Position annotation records
----

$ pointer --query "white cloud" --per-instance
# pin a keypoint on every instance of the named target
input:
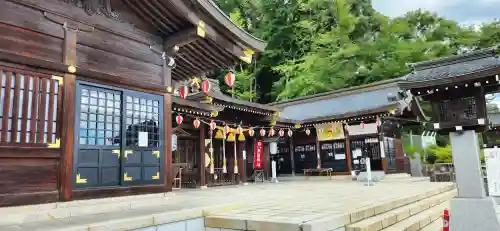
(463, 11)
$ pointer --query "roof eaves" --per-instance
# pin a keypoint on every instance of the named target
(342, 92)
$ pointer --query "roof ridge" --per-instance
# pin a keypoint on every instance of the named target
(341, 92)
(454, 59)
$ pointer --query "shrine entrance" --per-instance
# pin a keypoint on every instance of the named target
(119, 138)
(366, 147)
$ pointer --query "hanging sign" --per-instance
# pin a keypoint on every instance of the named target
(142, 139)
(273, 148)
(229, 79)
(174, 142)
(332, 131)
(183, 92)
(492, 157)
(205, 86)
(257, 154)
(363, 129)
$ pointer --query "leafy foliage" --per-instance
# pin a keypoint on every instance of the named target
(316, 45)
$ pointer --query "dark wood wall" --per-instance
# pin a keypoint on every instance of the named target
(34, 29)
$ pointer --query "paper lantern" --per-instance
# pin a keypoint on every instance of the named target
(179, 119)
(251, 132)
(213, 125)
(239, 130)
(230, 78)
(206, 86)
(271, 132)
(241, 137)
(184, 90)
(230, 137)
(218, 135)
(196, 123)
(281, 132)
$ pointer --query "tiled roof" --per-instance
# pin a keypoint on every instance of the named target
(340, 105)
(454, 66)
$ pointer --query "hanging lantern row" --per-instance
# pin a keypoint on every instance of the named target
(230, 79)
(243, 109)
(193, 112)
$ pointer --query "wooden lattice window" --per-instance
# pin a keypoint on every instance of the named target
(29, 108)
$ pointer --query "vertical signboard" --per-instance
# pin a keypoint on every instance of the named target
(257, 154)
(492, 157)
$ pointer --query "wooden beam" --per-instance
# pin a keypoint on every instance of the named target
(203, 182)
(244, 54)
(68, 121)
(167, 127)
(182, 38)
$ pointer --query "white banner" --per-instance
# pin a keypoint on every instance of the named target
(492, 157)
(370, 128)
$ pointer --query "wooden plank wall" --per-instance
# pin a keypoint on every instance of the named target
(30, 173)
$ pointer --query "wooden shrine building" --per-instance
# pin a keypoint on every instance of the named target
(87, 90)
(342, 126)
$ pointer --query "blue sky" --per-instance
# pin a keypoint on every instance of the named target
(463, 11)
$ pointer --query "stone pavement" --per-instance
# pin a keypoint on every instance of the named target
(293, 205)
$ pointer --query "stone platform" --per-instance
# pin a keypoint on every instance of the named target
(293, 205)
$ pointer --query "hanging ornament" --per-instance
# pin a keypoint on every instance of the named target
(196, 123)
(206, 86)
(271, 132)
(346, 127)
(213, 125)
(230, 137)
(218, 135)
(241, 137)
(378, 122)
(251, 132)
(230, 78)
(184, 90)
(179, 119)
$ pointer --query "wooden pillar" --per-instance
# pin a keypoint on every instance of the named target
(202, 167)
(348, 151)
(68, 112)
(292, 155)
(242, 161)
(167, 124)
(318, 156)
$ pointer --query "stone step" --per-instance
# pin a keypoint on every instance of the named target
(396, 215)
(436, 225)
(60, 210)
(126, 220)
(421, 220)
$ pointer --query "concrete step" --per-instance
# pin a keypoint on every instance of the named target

----

• WORK TO COMPLETE: Repeat the material above verbatim, with no pictures in the output.

• SOLUTION TO THE PROBLEM:
$ pointer --query "white cloud" --per-instance
# pin a keypoint on every instance of the named target
input:
(463, 11)
$ pointer --query "roof eaves" --per-instance
# pin a keypoint on every instance of the named target
(342, 92)
$ pointer --query "roof ridge" --per-instance
# pin a keypoint on every instance of the named target
(341, 92)
(454, 59)
$ pointer --query "shrine entrance" --per-instance
# pin a keypoint on every instance of the named target
(119, 138)
(366, 147)
$ pointer --query "hanging sign" --per-instance
# pin a keypoint on every instance of the named target
(142, 139)
(273, 148)
(229, 79)
(174, 142)
(332, 131)
(183, 92)
(492, 157)
(205, 86)
(257, 154)
(363, 129)
$ pointer --query "leafy foliage" --per-instance
# pin a keypoint on every instance of the named target
(316, 45)
$ pointer --query "dark wood wall" --per-instance
# pin a keypoint on every instance of the named target
(34, 29)
$ pointer --query "paper lantern" --per-instance
# pin a keypoint on every instance of the named target
(179, 119)
(251, 132)
(213, 125)
(239, 130)
(230, 78)
(206, 86)
(271, 132)
(241, 137)
(184, 90)
(230, 137)
(218, 135)
(196, 123)
(281, 132)
$ pointer --query "tiled roof" --per-instance
# pin a keypoint on every instance of the named target
(340, 105)
(454, 66)
$ pointer --query "hanging lantern row" --per-instance
# pin a keypoint on every instance of the named target
(230, 79)
(243, 109)
(193, 112)
$ pointer --query "wooden lattice window" --per-instance
# pin a keypoint on every instance of the named target
(29, 108)
$ pointer --query "vertical signboard" --per-instance
# pin a keypoint on every instance of the named target
(257, 154)
(492, 157)
$ pointer --query "wooden beam" --per-instance
# pin a keypoint on every instance of the named target
(203, 182)
(244, 54)
(68, 121)
(167, 127)
(182, 38)
$ pointer --query "white banner" --per-instance
# pin a keypoint on every instance of the named target
(492, 157)
(370, 128)
$ pointer --query "wooden plank wall" --per-instance
# pin a keypoint on every instance of the named target
(30, 173)
$ pointer --query "wooden shrine building" --per-instance
# pin a keypoint on every instance of the named target
(87, 90)
(342, 126)
$ pointer --query "blue sky" --per-instance
# pin a keypoint on every instance of the named target
(463, 11)
$ pointer --query "stone pavement" --per-instance
# pin a keypoint on every instance of the named target
(293, 205)
$ pointer --query "stone platform" --per-instance
# pin a keypoint on every instance of the named target
(293, 205)
$ pointer --query "hanging ornament" --per-instance
# pin a keypoint on every instance of the named target
(196, 123)
(206, 86)
(271, 132)
(346, 127)
(213, 125)
(230, 137)
(218, 135)
(241, 137)
(378, 122)
(251, 132)
(230, 78)
(184, 90)
(179, 119)
$ pointer --query "wooden pillar" --per-instance
# pin a keypoint on every instance of the named target
(202, 167)
(348, 151)
(68, 112)
(292, 155)
(242, 161)
(167, 124)
(318, 156)
$ pointer --query "stone step" --per-instance
# pin a keypoint on every instance of the named target
(396, 215)
(436, 225)
(60, 210)
(126, 220)
(421, 220)
$ pointer --query "concrete step" --per-instance
# pin a keypoint on every instance of the named target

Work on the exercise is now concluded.